Content starts

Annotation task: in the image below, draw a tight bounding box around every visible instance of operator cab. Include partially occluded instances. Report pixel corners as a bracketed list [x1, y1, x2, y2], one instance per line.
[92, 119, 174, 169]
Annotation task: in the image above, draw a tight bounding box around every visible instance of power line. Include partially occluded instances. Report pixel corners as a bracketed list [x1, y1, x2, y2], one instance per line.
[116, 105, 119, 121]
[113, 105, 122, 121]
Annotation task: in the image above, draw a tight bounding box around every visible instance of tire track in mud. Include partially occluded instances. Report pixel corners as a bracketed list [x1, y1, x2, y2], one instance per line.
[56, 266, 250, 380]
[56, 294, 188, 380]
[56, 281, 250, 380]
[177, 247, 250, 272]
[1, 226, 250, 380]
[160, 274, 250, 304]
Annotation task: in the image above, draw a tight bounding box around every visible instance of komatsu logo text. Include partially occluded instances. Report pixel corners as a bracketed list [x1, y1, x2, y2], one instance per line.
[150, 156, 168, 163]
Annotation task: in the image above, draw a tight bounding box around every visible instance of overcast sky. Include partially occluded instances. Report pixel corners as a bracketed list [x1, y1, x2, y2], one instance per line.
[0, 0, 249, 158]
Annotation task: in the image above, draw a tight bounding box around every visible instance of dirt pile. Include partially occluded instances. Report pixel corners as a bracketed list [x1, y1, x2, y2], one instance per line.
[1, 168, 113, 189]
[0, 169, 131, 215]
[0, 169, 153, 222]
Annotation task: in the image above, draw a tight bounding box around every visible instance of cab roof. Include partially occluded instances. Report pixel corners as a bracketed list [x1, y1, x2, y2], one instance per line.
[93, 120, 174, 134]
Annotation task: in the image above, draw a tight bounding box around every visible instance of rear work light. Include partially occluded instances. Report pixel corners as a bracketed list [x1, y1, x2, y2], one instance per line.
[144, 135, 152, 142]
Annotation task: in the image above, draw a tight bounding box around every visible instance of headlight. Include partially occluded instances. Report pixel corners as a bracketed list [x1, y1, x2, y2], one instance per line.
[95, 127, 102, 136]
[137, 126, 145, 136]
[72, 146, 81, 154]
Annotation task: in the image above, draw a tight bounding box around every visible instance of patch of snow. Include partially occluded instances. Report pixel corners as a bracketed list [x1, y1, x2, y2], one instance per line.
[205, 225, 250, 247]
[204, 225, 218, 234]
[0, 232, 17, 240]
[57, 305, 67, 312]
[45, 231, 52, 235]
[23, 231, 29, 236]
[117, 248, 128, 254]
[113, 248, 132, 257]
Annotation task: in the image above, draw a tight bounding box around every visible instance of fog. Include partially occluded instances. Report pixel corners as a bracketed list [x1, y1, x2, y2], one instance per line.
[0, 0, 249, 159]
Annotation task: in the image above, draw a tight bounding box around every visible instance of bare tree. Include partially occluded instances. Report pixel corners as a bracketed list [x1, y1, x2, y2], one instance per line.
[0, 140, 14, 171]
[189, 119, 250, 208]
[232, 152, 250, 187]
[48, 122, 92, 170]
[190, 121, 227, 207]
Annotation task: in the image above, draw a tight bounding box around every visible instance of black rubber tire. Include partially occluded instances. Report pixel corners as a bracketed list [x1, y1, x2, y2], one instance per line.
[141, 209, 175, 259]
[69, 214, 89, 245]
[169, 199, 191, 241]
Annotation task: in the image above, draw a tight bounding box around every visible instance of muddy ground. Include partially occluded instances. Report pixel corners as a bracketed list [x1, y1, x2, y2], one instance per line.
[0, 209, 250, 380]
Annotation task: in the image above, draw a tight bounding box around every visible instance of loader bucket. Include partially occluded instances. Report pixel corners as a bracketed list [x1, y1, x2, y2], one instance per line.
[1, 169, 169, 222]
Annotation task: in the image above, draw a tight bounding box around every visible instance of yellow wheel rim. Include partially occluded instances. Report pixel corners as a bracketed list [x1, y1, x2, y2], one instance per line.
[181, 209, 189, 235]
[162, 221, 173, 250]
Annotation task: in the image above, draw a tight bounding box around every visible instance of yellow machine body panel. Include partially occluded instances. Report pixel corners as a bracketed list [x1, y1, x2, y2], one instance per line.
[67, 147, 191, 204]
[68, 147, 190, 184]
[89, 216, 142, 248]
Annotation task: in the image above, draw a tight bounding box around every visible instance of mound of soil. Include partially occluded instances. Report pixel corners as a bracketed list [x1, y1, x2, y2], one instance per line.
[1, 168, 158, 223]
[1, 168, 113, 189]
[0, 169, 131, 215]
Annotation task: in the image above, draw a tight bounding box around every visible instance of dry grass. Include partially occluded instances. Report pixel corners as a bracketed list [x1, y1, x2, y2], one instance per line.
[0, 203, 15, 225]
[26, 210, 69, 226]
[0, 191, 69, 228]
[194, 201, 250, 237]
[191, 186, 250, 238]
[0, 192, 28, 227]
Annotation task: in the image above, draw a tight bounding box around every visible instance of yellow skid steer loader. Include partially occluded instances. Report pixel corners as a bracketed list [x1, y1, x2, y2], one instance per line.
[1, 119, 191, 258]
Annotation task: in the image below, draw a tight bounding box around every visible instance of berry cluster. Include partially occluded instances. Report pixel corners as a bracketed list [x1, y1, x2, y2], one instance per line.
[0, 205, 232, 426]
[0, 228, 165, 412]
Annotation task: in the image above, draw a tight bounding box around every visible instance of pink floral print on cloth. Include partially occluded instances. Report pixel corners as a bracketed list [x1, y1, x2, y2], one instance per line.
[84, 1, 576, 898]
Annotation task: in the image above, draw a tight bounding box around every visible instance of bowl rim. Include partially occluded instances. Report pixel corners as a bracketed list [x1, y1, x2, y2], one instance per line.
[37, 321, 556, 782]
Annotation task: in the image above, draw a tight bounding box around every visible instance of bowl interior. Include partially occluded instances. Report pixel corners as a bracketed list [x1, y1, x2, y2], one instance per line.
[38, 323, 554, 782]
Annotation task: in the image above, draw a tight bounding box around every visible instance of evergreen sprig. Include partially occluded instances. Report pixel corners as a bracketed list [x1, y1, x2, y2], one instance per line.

Content ends

> _WORK TO BE COMPLETED_: Write the entries out once more, exactly as given.

> _RESULT OF THIS TASK_:
Annotation task: in the image below, draw a tight bounding box around every visible instance of operator cab. Include partially occluded instances. Report pixel corners as a bracketed list [x1, y1, x2, y2], one instance per line.
[92, 119, 174, 169]
Annotation task: in the image above, draw a tight bounding box around every visible instance of power line. Include partially occluded instances. Report pixel corners as a bracketed list [x1, y1, x2, y2], one instance per line.
[116, 105, 119, 121]
[113, 105, 122, 121]
Annotation task: in the image above, draw a tight bounding box around every visible instance of tire track in mud. Include partially occluded instances. Report pixel corners as a bracketed list [x1, y1, x2, y2], one instance per line.
[56, 266, 250, 380]
[56, 294, 188, 380]
[56, 281, 250, 380]
[177, 247, 250, 272]
[1, 226, 250, 380]
[160, 274, 250, 304]
Annotation task: in the image above, draw a tight bounding box around every visible instance of komatsu logo text. Include partially occluded instances. Report pixel corners as a bracketed list [x1, y1, x2, y2], one instance per line.
[150, 156, 168, 163]
Annotation task: in the image above, draw a tight bounding box around every visible instance of overcast sky. Include partially occluded instances. Report pixel corners as a bracketed list [x1, y1, x2, y2], one instance per line.
[0, 0, 249, 158]
Annotation task: in the image above, draw a tight bounding box around every visible instance of dirt pile. Include partially occluded instances. Report pixel corners as a bracketed list [x1, y1, x2, y2], one instance per line.
[1, 168, 113, 189]
[0, 169, 131, 215]
[0, 169, 153, 222]
Annotation task: in the image above, draw a tight bounding box around every visible instance of cab roof. Include partially occluded instances. Report pixel corners as a bracketed list [x1, y1, x2, y2], one instance per line.
[93, 120, 174, 134]
Annotation task: in the image above, draw a tight bounding box around every visible instance of rear work light. Include partially occluded instances. Report pixel corners as a bracketed list [x1, y1, x2, y2], one instance per line.
[144, 135, 152, 142]
Annotation task: in the image above, draw a tight bounding box around every visible instance of headlight. Include partially occluded instances. Report pixel corners as a bracketed list [x1, y1, x2, y2], one instance per line.
[95, 127, 102, 136]
[137, 126, 145, 136]
[72, 146, 81, 154]
Annotation task: in the image above, draw a tight bounding box around every visible instance of patch of snow. Include partially occluded instances. Report pixel corners as a bracketed list [x1, y1, x2, y2], one instance per line.
[205, 225, 250, 247]
[204, 225, 218, 234]
[0, 232, 17, 240]
[57, 305, 67, 312]
[45, 231, 52, 235]
[23, 231, 29, 236]
[117, 248, 128, 254]
[113, 248, 132, 257]
Annotation task: in the image above, draw a tight bounding box around every visible instance of fog. Include partially occluded instances. Report pixel corners as a bracketed list [x1, y1, x2, y2], one instance per line.
[0, 0, 249, 159]
Annotation task: in the image above, draw a tight bounding box around every visible instance of bare tree. Include partially occluded instances. Report pixel corners as a bracketed list [x1, y1, x2, y2], one instance per line.
[0, 140, 14, 171]
[189, 119, 250, 208]
[232, 152, 250, 187]
[48, 122, 92, 170]
[190, 121, 227, 207]
Annotation task: in the image above, draw a tight bounding box around every visible instance of black rubber tire. Include partially occluded instances. Report pixel corners as a bracketed list [x1, y1, x2, y2], one instance per line.
[141, 209, 175, 259]
[69, 214, 89, 245]
[169, 199, 191, 241]
Annotation task: in the image above, draw a tight bounding box around every visible instance of muddy ground. Include partially occluded instances. Report pixel corners as a bracketed list [x1, y1, x2, y2], one instance per line.
[0, 209, 250, 380]
Annotation task: in the image above, draw a tight bounding box around every visible instance of loader bucket. Include partially occluded instances. Report pixel corners as a bracketed list [x1, y1, x2, y2], one instance per line.
[1, 169, 169, 222]
Annotation task: in the image above, draw a tight bounding box around every visible instance of yellow wheel rim. Include partially occluded instances. Report pixel corners as a bracketed list [x1, y1, x2, y2], one instance per line.
[181, 209, 189, 235]
[162, 221, 173, 250]
Annotation task: in the image above, draw a tight bounding box around every visible instance of yellow machine body panel. Include partially occluded instances. Report pixel corners as a bracketed list [x1, y1, x2, y2], one instance per line.
[67, 147, 191, 204]
[68, 147, 190, 184]
[89, 216, 142, 248]
Annotation task: in the image above, draw a tight bounding box around every visible instance of mound of soil. Include partially occluded instances. Report pixel corners as a bracketed list [x1, y1, x2, y2], one instance per line.
[1, 168, 158, 223]
[1, 168, 113, 189]
[0, 169, 131, 215]
Annotation task: in the image above, draw a tight bounding box around every visible instance of dry grass. Include partially occluded instances. Report pixel corners as a bracketed list [x1, y1, x2, y2], one instance per line.
[0, 203, 15, 225]
[26, 210, 69, 226]
[0, 191, 69, 228]
[194, 201, 250, 237]
[191, 186, 250, 238]
[0, 192, 28, 227]
Annotation task: in the image above, draw a tight bounding box around every visible instance of yellow skid steer loader. Include partially occluded instances. Report pixel corners as a bracketed list [x1, y1, x2, y2], one instance per line.
[1, 119, 191, 258]
Annotation task: in the image below, draw a tight bounding box around every visible instance of berry cluster. Include partially occluded instances. Report pixel corners as a bracketed list [x1, y1, x2, y2], one instance per line.
[0, 205, 232, 426]
[0, 228, 165, 412]
Annotation task: in the image above, draw a tight bounding box around every visible instance of pink floral print on cloth. Include partially occluded instances. Report pixel corners as a bracketed list [x1, y1, x2, y2], one instance per line.
[84, 1, 576, 898]
Annotation task: in the image above, draw a tight bounding box around every visible instance of bowl rim. Include partially occluded instances. Report pixel corners as a bracketed list [x1, y1, x2, y2], one instance per line.
[37, 321, 556, 782]
Annotation task: in the image above, draw a tight bounding box around every visible instance of bowl interior. Include partially occluded instances. Report pixel corners as a bracketed list [x1, y1, x2, y2], one instance per line.
[38, 323, 554, 782]
Annotation task: in the image above, draw a tight bounding box around every visible instance of evergreen sprig. Include partially occluded instances. Report pixel corners as a bracketed list [x1, y1, x2, y2], one instance per line.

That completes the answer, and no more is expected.